Referring expression data
════════

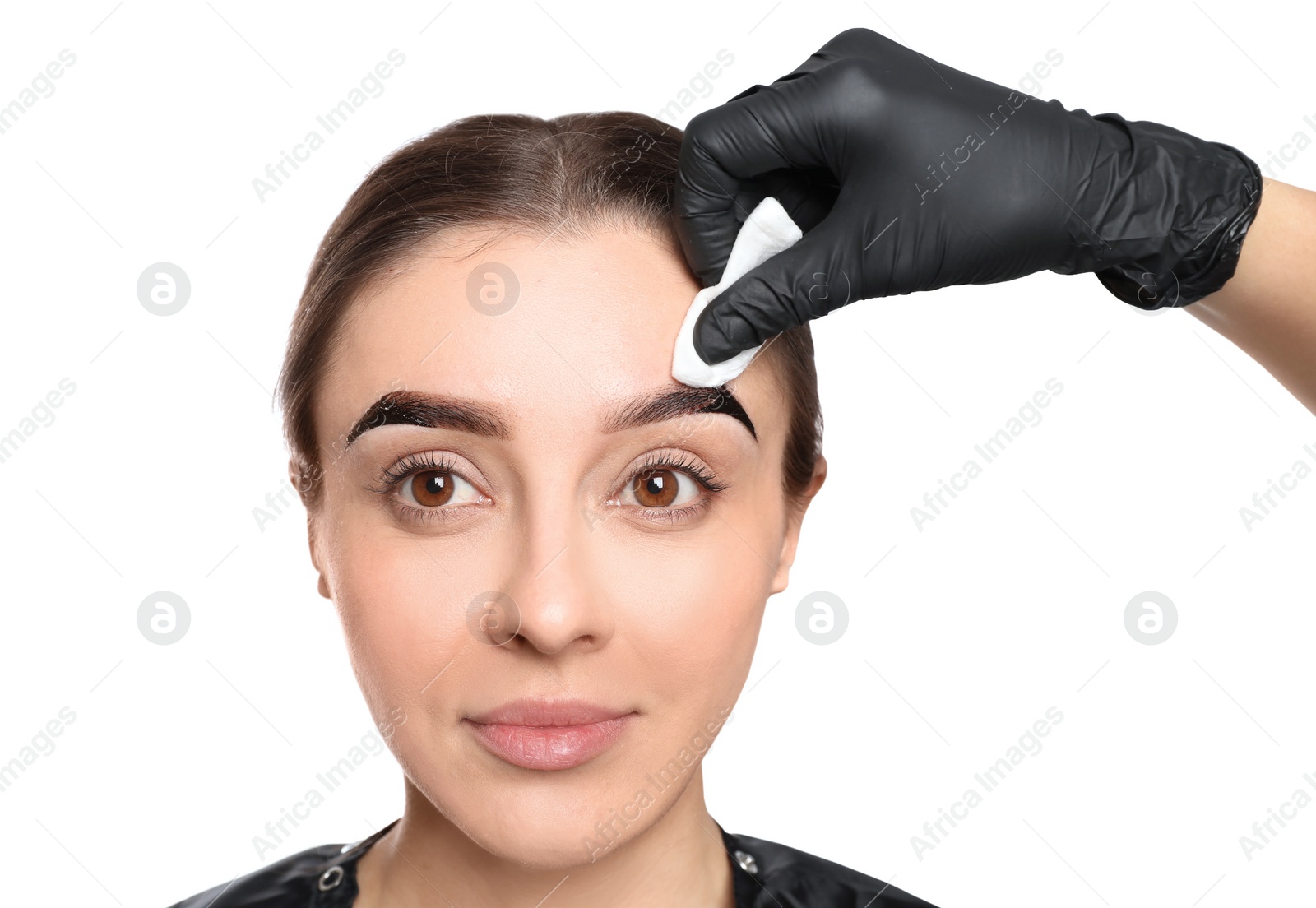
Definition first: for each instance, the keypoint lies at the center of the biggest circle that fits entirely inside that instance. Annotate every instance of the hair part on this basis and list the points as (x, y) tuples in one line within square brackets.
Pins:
[(569, 177)]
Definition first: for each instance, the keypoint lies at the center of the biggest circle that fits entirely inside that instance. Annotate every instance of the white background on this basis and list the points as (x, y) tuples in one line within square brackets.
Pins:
[(1010, 603)]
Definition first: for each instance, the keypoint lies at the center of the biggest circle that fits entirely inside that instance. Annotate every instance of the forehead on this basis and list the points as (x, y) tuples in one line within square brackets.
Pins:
[(543, 327)]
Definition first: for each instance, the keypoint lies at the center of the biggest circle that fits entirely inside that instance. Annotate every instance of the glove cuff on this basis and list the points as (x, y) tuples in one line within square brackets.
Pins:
[(1175, 278)]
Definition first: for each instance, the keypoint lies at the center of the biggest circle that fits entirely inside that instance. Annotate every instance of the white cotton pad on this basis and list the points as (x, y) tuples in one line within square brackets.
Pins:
[(767, 230)]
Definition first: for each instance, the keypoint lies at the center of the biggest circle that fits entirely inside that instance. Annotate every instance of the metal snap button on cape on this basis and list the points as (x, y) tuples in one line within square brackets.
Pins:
[(747, 862), (331, 878)]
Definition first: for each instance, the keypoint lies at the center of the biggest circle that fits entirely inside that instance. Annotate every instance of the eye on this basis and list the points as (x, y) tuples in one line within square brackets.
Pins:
[(661, 489), (434, 489)]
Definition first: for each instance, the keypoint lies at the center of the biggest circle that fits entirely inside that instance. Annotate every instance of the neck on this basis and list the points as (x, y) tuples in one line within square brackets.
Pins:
[(678, 859)]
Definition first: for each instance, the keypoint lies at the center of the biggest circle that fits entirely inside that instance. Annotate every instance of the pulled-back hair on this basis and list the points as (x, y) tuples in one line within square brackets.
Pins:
[(566, 177)]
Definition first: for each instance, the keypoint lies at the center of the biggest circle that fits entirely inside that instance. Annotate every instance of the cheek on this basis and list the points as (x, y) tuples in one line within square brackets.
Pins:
[(691, 609), (401, 612)]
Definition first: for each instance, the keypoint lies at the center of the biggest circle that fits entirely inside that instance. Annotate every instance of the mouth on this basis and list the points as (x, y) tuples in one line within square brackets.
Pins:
[(549, 734)]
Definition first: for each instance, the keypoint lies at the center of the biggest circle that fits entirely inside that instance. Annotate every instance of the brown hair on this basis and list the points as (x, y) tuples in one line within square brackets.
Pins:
[(569, 177)]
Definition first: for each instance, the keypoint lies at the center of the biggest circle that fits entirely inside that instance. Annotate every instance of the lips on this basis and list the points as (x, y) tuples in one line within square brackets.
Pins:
[(549, 734)]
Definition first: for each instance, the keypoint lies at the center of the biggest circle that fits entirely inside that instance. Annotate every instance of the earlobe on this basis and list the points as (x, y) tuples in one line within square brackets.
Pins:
[(795, 520), (322, 583)]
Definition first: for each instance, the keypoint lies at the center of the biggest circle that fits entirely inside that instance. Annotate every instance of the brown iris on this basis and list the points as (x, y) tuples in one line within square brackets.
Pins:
[(656, 489), (432, 489)]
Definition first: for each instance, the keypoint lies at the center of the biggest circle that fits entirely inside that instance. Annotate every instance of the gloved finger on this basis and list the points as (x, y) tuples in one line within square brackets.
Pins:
[(813, 276), (807, 197), (727, 149)]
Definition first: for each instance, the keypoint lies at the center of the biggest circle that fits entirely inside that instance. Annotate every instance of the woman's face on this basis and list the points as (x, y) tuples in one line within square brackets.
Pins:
[(549, 614)]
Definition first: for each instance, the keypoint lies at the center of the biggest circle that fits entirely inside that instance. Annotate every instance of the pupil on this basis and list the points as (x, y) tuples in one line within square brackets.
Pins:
[(432, 489), (657, 489)]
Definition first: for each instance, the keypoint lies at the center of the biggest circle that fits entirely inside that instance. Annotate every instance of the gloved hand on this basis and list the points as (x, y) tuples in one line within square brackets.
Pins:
[(910, 175)]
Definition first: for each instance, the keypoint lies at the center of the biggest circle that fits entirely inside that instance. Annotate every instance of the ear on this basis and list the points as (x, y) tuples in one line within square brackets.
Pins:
[(795, 520), (322, 586)]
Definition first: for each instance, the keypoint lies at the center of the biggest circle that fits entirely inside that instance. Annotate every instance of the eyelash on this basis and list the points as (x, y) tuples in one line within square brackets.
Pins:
[(412, 464)]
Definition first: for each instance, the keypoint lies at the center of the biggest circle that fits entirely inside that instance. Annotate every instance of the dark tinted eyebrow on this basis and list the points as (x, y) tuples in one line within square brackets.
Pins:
[(447, 412)]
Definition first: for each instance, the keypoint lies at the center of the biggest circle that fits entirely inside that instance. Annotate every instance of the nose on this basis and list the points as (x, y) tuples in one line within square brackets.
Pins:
[(556, 595)]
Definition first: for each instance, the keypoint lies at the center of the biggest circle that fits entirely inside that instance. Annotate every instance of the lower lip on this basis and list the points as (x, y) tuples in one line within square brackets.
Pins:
[(549, 747)]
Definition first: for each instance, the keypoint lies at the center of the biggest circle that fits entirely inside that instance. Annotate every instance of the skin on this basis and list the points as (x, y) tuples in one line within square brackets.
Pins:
[(620, 609), (1267, 308)]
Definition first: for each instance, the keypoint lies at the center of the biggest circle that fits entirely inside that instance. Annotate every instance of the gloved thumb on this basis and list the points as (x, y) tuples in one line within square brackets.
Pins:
[(800, 283)]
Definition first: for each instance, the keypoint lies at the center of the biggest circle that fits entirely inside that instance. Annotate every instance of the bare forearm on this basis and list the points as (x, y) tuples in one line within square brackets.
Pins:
[(1269, 307)]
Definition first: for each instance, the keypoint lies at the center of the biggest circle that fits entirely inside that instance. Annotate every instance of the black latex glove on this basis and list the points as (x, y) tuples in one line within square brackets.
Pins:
[(910, 175)]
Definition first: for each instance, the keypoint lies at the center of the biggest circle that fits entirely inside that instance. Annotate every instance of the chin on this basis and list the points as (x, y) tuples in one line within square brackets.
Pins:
[(550, 820)]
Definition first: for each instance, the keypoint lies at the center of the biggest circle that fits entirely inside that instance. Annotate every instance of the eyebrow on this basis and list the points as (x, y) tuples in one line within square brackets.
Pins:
[(436, 411)]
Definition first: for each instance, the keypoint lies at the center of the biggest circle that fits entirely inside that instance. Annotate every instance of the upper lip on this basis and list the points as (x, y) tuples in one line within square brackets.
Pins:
[(548, 714)]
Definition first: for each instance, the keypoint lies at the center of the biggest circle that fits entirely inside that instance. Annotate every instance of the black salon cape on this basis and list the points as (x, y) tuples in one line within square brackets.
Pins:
[(765, 874)]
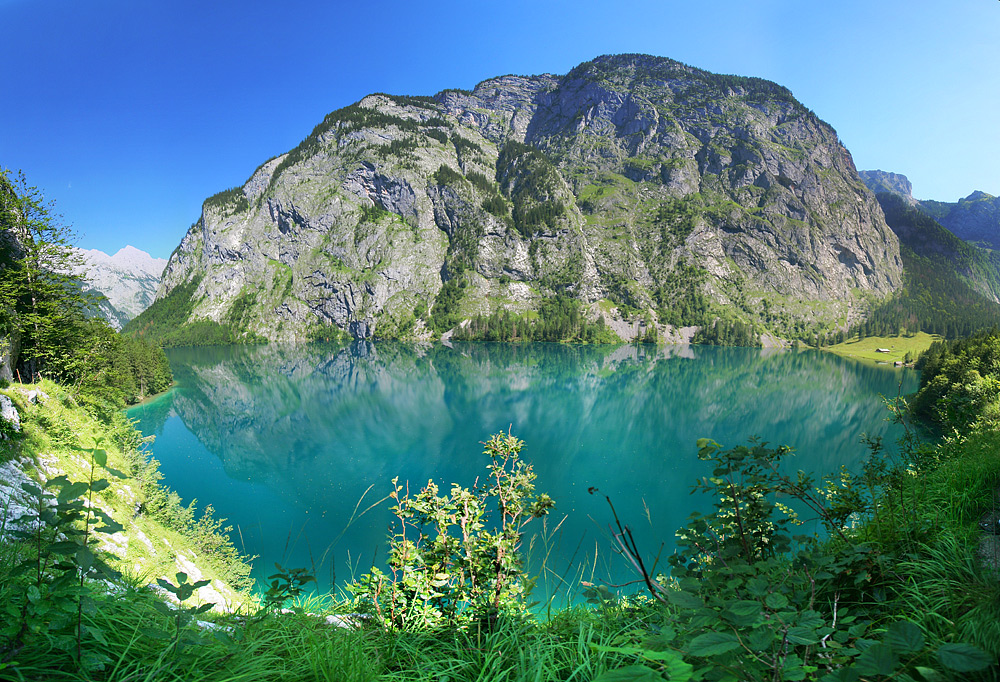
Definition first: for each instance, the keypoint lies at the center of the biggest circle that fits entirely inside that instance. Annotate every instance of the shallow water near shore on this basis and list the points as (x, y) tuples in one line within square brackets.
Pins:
[(292, 443)]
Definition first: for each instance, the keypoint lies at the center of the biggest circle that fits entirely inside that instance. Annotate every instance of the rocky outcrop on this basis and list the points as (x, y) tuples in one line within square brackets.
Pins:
[(976, 218), (627, 183), (127, 279), (883, 181)]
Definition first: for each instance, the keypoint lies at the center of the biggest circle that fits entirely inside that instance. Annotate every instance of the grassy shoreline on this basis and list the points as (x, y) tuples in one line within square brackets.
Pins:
[(898, 346), (924, 570)]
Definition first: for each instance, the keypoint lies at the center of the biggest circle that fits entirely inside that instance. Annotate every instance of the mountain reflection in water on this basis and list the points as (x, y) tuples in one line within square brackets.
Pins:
[(290, 443)]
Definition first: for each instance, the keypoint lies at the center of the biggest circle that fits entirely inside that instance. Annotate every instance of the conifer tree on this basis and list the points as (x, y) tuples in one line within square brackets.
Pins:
[(41, 295)]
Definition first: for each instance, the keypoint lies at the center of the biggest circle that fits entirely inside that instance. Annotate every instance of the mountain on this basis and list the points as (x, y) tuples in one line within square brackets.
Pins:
[(640, 189), (128, 279), (976, 218), (951, 287), (882, 181)]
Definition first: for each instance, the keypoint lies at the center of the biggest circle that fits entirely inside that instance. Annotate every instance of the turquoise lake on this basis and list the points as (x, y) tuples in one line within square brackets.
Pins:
[(286, 441)]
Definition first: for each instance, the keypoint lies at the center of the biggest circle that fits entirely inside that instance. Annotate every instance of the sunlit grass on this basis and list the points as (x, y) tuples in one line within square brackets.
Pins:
[(898, 346)]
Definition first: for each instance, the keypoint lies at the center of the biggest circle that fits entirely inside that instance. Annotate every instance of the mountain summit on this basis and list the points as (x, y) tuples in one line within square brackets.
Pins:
[(647, 191), (128, 279)]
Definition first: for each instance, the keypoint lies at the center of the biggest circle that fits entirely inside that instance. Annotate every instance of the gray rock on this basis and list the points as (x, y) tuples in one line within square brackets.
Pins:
[(9, 414), (780, 212)]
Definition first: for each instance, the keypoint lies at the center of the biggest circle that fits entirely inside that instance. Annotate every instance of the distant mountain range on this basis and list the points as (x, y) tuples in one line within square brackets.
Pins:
[(127, 279), (976, 218)]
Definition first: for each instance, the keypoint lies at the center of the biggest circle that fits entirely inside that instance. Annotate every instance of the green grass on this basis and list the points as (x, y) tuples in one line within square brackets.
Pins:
[(898, 346)]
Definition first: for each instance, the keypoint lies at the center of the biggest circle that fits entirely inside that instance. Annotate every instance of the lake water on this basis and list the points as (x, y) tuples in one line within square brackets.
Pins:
[(289, 443)]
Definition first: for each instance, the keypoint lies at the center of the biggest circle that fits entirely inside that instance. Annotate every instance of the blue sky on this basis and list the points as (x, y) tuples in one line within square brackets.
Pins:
[(129, 114)]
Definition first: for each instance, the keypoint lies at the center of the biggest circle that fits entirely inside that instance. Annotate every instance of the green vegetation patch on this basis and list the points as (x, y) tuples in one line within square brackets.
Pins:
[(168, 322), (228, 202), (903, 348)]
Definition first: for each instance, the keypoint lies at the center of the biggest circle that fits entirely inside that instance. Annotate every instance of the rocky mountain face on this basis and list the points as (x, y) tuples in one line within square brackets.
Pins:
[(976, 218), (630, 184), (127, 279), (883, 181)]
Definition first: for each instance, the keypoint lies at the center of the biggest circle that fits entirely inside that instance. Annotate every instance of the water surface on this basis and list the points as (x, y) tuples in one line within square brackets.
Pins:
[(285, 441)]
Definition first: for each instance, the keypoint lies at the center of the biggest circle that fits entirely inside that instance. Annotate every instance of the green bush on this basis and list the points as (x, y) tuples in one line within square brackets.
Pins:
[(455, 559)]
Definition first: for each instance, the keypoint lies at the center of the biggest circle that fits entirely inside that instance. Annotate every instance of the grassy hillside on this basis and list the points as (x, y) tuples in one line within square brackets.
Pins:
[(904, 348)]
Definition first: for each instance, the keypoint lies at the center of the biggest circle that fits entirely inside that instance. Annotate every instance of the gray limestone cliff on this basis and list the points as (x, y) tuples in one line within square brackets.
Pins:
[(883, 181), (627, 184), (128, 280), (976, 218)]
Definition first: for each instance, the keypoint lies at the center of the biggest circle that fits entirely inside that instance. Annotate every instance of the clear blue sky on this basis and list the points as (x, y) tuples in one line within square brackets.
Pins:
[(129, 113)]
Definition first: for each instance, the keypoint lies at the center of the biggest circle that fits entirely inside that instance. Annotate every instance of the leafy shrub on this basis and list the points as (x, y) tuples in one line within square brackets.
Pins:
[(454, 559)]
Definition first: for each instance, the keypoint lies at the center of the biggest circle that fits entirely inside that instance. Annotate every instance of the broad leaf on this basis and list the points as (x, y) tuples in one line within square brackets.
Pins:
[(632, 673), (801, 635), (684, 600), (713, 644), (963, 658), (877, 659), (776, 601), (905, 637)]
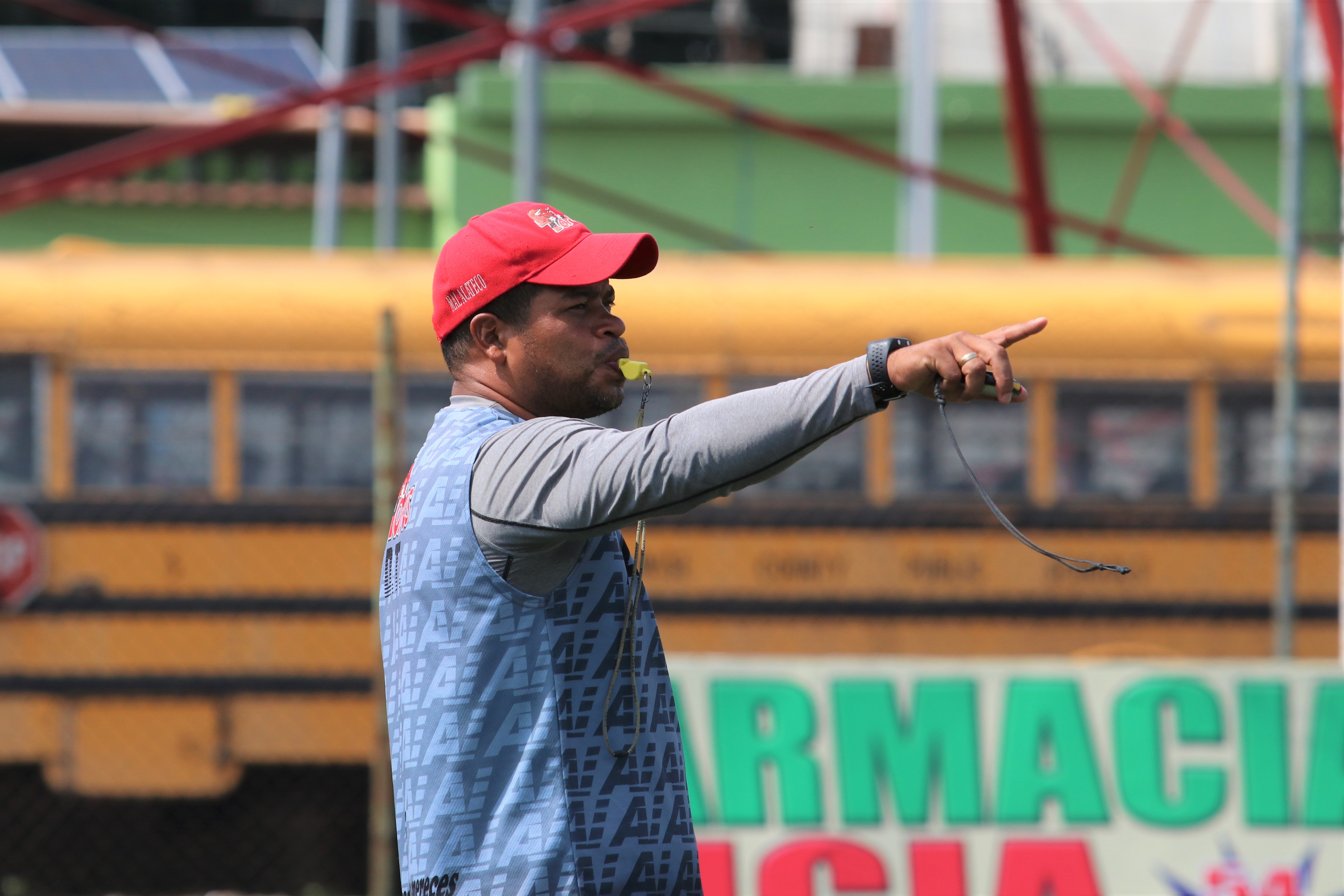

════════

◆ Task objective:
Write out exactly the lines that fall from the line with "of the lips" to the line with "the gloved finger" in the records above, keeping both ends.

◆ Answer to the exercise:
Definition first: for each instance, the keypoint lies at the center of the biggest circle that fits entirely inside that instance. Annotate every instance of the lips on this basis and list the points as (x, y) tuples in one line within square brackets.
Pins:
[(549, 734)]
Definition first: for each instance, the keypoint lies at the center of the biggest circle that fits entirely inside that instance. Annotate every instance of the earlobe on this basis and list the points as (x, y) tuples in one line within square brackets.
Pins:
[(795, 520), (322, 583)]
Definition first: for each instance, the keypoint lies at the center of the biggest circle that fits entirely inside that instance. Annotate every instance of the brown iris on this basis and list the points as (x, y) tuples in one line within square brackets.
Pins:
[(656, 489), (432, 489)]
Definition first: for each instance, the keypoint lies at the center of the biggest circle that fits entirely inside that instance. Annotate every instance of the gloved finger on this basis and list the points as (x, y) tuples in one line within square brackets.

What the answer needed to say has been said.